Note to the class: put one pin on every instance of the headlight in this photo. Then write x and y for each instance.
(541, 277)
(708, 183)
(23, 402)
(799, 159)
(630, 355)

• _Exercise objective_
Rewrite the entries with "headlight" swapped for "side mirror", leaving everything else the same.

• _Result_
Note to the class: put one pin on every instance of the side mirror in this photo. Then write x and y for each instance.
(541, 277)
(708, 183)
(23, 402)
(799, 159)
(630, 355)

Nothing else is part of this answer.